Goal of the exercise: How would the news report below on the new Produce Buying Company board go on? Write its next paragraphs, starting after its last sentence.

Selected excerpt:
Business News of Saturday, 2 March 2002

Source: GNA

"Don't become regular staff" board members urged

Members of board of directors of government agencies are not to act and behave like executive staff issuing instructions to workers without recourse to laid down procedures.

If they did that the trust and confidence reposed in them would be eroded, the Minister of Finance, Mr Yaw Osafo-Maafo said on Wednesday, when he inaugurated a 10-member board of directors of the Produce Buying Company (PBC) Limited.

"Your role is just to ensure that policy directives are followed and stated objectives achieved over the period," he said. "Your job is to ensure harmony and greater willingness to achieve increase in the cocoa industry."

Referring to the new PBC directors, Mr Osafo-Maafo urged them not to place themselves in positions that would bring them into conflicts or may conflict with their personal interest.

"Every director, who is in any way directly or indirectly materially interested in any contract or proposed contract shall declare the nature and extent of his interest at a meeting of the directors of the company."

The PBC hitherto, the only cocoa buying company in the country, was listed on the Ghana Stock Exchange in May 2000 with shares currently trading at 450 cedis. The company's market share dropped sharply to 40 per cent after the liberalisation of the cocoa buying market by the government.

Cocoa has been the backbone of Ghana's economy for almost a century, accounting for substantial portion of the Gross Domestic Product. Mr Osafo-Maafo said the cocoa sector was a priority area for government; citing last week's increase in the producer price by 41 per cent to 6.2 million cedis per metric ton and the increase in cocoa board scholarship to farmers' wards fund by five billion cedis.

Listed entries:

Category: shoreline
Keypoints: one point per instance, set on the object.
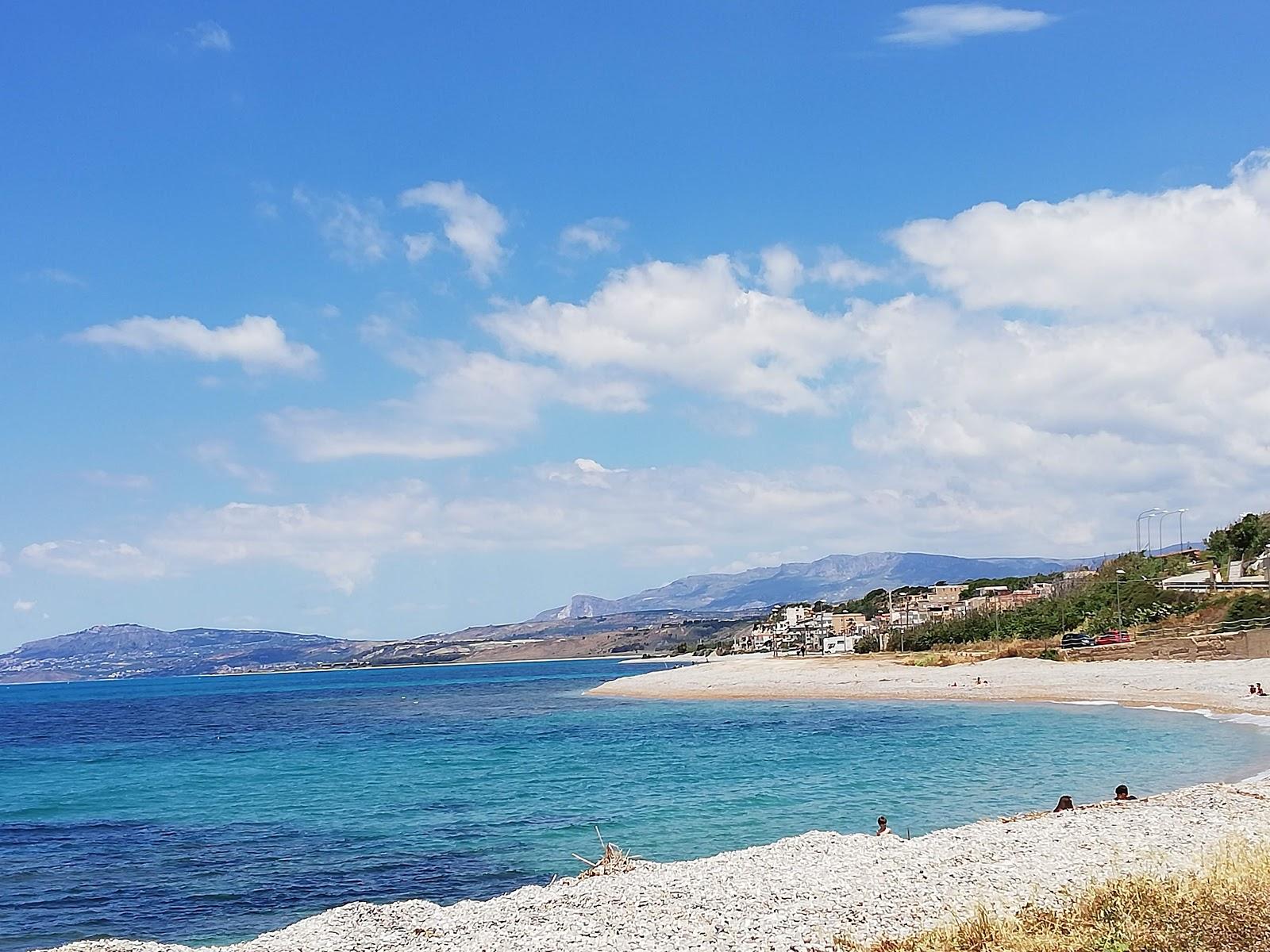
(802, 892)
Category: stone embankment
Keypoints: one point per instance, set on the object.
(1206, 647)
(799, 892)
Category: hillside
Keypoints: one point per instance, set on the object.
(137, 651)
(835, 578)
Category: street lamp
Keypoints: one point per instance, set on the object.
(1181, 543)
(1149, 514)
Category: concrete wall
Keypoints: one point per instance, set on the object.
(1193, 647)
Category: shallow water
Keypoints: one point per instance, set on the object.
(213, 809)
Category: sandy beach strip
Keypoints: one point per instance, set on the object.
(799, 892)
(1214, 685)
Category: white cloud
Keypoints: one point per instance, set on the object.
(944, 25)
(221, 459)
(591, 238)
(114, 562)
(840, 270)
(57, 276)
(118, 480)
(1203, 251)
(469, 404)
(209, 35)
(257, 343)
(783, 271)
(695, 325)
(418, 247)
(473, 225)
(352, 232)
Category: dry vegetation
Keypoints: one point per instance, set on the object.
(945, 655)
(1221, 908)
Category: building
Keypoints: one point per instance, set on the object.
(945, 594)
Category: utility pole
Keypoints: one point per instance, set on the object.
(1119, 578)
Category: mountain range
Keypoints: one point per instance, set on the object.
(835, 578)
(691, 608)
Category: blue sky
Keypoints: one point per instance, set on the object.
(391, 321)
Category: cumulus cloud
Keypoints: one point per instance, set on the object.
(1202, 251)
(692, 324)
(592, 236)
(418, 247)
(471, 224)
(783, 271)
(352, 232)
(469, 404)
(112, 562)
(944, 25)
(836, 267)
(257, 343)
(209, 35)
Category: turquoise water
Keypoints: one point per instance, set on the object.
(213, 809)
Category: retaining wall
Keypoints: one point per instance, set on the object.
(1183, 647)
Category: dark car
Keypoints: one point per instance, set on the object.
(1113, 636)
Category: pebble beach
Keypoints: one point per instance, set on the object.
(1213, 685)
(800, 892)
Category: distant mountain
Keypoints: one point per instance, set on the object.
(135, 651)
(833, 579)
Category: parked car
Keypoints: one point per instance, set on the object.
(1113, 636)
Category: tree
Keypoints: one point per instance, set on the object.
(1244, 539)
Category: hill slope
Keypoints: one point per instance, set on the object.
(833, 579)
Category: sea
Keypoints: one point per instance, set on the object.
(207, 810)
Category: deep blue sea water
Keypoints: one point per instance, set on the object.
(213, 809)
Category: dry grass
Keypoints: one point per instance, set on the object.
(945, 655)
(614, 860)
(1225, 907)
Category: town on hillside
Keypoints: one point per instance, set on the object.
(1083, 607)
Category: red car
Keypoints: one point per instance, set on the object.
(1113, 636)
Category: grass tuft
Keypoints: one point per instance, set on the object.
(1223, 907)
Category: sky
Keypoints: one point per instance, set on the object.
(385, 321)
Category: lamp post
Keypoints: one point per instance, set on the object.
(1181, 543)
(1149, 514)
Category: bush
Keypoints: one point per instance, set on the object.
(1249, 606)
(1219, 908)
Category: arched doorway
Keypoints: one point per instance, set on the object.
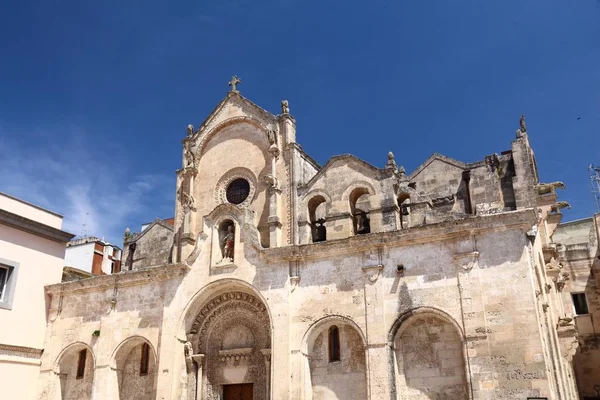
(429, 358)
(135, 363)
(230, 345)
(76, 372)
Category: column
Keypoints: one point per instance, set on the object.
(267, 355)
(198, 360)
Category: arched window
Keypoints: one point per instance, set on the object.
(317, 215)
(334, 344)
(144, 359)
(359, 208)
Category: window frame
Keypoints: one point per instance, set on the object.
(8, 292)
(335, 351)
(145, 359)
(81, 360)
(587, 305)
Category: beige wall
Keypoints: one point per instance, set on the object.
(39, 262)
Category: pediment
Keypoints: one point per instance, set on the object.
(231, 110)
(436, 157)
(350, 160)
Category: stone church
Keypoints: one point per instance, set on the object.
(280, 278)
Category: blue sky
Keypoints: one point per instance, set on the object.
(95, 96)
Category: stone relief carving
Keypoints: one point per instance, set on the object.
(556, 207)
(546, 188)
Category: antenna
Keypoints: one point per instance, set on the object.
(595, 182)
(84, 226)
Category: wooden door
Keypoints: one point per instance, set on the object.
(243, 391)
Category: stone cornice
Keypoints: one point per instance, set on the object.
(34, 227)
(121, 279)
(21, 351)
(521, 219)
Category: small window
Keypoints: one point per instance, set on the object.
(580, 303)
(81, 364)
(8, 282)
(145, 359)
(334, 344)
(3, 280)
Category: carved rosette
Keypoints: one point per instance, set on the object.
(223, 304)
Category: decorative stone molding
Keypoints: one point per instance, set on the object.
(220, 192)
(229, 356)
(123, 279)
(224, 303)
(467, 260)
(373, 272)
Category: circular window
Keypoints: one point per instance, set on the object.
(238, 191)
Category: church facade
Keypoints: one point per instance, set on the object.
(285, 279)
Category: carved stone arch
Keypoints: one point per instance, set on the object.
(328, 376)
(427, 337)
(126, 345)
(228, 177)
(202, 296)
(418, 311)
(367, 186)
(234, 311)
(205, 137)
(76, 371)
(77, 346)
(135, 371)
(308, 197)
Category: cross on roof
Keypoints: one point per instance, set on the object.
(234, 81)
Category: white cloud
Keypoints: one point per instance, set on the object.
(96, 197)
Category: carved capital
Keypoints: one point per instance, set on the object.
(467, 260)
(372, 272)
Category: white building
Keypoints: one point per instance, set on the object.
(32, 249)
(93, 255)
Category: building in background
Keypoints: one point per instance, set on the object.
(32, 250)
(92, 256)
(578, 252)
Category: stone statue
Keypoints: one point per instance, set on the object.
(522, 126)
(545, 188)
(270, 180)
(189, 157)
(129, 261)
(188, 202)
(188, 349)
(556, 207)
(127, 235)
(272, 137)
(234, 82)
(227, 244)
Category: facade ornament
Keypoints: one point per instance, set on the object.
(560, 280)
(546, 188)
(271, 181)
(565, 321)
(522, 126)
(553, 265)
(227, 244)
(272, 135)
(188, 202)
(234, 82)
(556, 207)
(127, 236)
(372, 273)
(189, 157)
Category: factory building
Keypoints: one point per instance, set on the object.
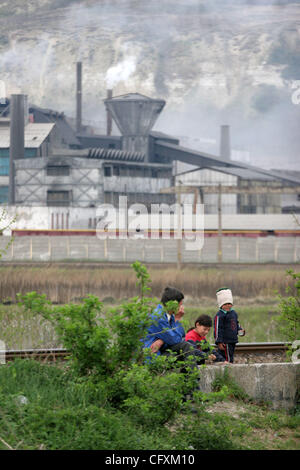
(62, 167)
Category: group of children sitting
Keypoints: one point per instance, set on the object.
(226, 330)
(166, 333)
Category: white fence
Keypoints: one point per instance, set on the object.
(270, 249)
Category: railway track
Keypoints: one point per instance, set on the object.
(53, 354)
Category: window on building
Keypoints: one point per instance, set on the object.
(4, 166)
(59, 198)
(3, 194)
(58, 170)
(116, 170)
(107, 171)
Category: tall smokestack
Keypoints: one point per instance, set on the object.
(18, 107)
(225, 151)
(108, 115)
(78, 97)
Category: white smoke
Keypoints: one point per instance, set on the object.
(120, 72)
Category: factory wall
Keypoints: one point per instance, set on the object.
(47, 218)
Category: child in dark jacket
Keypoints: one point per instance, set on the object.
(226, 325)
(197, 337)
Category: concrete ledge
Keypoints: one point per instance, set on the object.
(278, 383)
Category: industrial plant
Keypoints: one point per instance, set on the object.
(54, 174)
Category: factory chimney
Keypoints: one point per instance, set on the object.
(18, 114)
(108, 115)
(225, 150)
(78, 97)
(135, 115)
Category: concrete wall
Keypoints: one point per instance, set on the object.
(39, 217)
(276, 383)
(235, 250)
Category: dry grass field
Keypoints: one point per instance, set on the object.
(254, 289)
(65, 283)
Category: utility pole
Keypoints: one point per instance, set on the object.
(178, 190)
(179, 228)
(220, 254)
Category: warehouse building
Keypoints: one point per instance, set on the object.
(62, 167)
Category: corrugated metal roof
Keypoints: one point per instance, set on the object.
(35, 134)
(113, 154)
(244, 173)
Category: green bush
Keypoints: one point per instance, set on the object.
(111, 394)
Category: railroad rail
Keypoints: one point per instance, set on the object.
(52, 354)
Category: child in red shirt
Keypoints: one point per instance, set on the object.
(197, 337)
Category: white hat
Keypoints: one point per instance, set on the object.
(224, 296)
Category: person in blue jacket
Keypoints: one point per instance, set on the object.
(226, 325)
(166, 333)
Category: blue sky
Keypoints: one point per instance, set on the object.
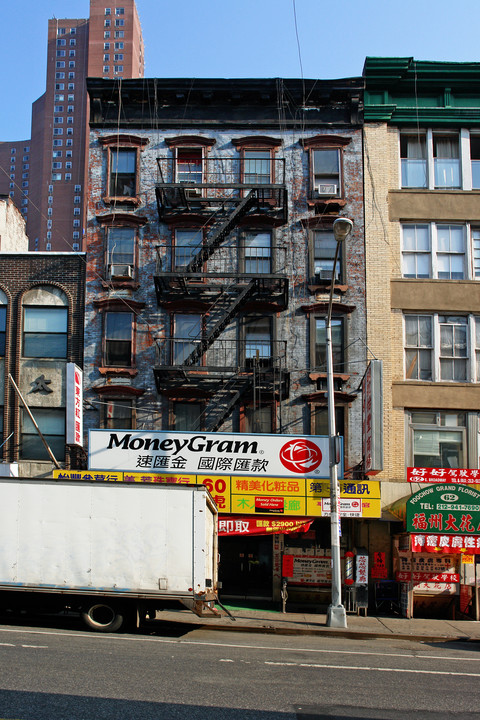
(247, 38)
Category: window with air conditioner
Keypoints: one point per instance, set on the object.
(325, 172)
(120, 252)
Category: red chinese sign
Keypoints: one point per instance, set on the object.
(248, 525)
(446, 543)
(447, 475)
(427, 577)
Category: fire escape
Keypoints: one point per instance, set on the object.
(224, 280)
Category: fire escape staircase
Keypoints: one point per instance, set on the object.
(221, 232)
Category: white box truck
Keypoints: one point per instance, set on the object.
(106, 550)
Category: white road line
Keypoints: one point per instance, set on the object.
(118, 638)
(357, 667)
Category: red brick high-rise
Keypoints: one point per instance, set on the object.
(45, 175)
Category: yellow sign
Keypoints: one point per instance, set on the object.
(251, 496)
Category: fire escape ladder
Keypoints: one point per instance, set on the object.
(224, 402)
(226, 315)
(221, 232)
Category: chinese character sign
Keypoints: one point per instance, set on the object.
(218, 453)
(446, 509)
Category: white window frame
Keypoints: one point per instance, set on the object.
(472, 351)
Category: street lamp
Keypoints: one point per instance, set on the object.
(336, 616)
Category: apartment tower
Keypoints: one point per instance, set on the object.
(47, 182)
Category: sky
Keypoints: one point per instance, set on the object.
(248, 38)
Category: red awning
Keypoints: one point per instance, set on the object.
(256, 525)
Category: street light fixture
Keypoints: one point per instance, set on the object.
(336, 616)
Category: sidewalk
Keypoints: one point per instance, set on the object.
(267, 621)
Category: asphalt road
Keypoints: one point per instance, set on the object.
(63, 673)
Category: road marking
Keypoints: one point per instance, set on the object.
(117, 638)
(357, 667)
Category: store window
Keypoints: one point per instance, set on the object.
(51, 422)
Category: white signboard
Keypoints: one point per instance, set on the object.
(235, 454)
(74, 405)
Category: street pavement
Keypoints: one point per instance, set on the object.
(359, 626)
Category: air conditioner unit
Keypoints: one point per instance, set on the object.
(326, 189)
(124, 271)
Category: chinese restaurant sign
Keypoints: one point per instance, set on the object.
(446, 475)
(258, 456)
(444, 509)
(261, 526)
(275, 496)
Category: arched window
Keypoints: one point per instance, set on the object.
(45, 323)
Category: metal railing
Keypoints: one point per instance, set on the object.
(222, 172)
(230, 258)
(236, 355)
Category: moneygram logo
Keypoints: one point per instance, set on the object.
(301, 456)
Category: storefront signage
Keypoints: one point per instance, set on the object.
(427, 577)
(447, 509)
(373, 418)
(307, 570)
(74, 415)
(446, 543)
(443, 475)
(250, 525)
(288, 456)
(276, 496)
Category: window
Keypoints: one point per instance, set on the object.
(120, 252)
(438, 347)
(258, 419)
(45, 332)
(258, 338)
(258, 252)
(437, 439)
(446, 161)
(123, 172)
(256, 167)
(324, 247)
(475, 159)
(118, 339)
(187, 330)
(118, 415)
(435, 250)
(187, 245)
(325, 172)
(320, 348)
(187, 416)
(51, 422)
(189, 164)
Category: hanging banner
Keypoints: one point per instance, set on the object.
(446, 543)
(235, 525)
(275, 496)
(444, 475)
(446, 509)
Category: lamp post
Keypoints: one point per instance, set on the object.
(336, 616)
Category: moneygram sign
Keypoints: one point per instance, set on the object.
(236, 454)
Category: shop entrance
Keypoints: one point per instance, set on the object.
(246, 566)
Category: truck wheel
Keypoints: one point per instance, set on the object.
(103, 617)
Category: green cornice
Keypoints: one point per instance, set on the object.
(403, 91)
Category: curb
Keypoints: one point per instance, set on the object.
(332, 632)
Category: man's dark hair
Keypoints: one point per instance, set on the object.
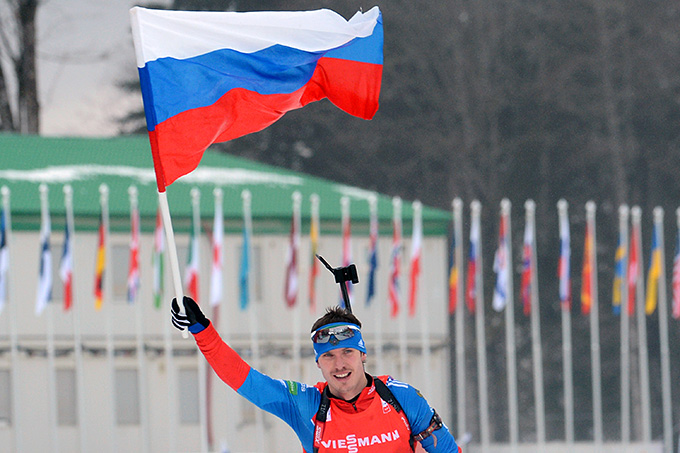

Response:
"The current cocoa diseases and pest control programme and the provision of 8.9 billion cedis for the rehabilitation of feeder roads in cocoa growing areas are some of the tangible expressions of government's determination to improve the cocoa sector."

The Finance Minister entreated the board to quickly put in place measures to ensure that there was prompt payment to farmers. There should also be a halt to the cheating of farmers by people, who adjusted scales and similar practices.

He charged them to pool their collective wisdom to resolve the investment and working capital problems of PBC and said the company's market share that has been falling consistently over the years must be addressed.

Nana Timothy Aye Kusi, Chairman of the Board, expressed the gratitude of the board to the government for their appointment, saying; "we deem it as a great challenge and a call to service.

He said they would be mindful of the prevailing circumstances within which PBC finds itself and ensure that it regained 60 per cent of the market share it had. Nana Kusi said the adoption of a multiple purchasing system would ensure that PBC got a competitive edge over the other companies in the cocoa buying market.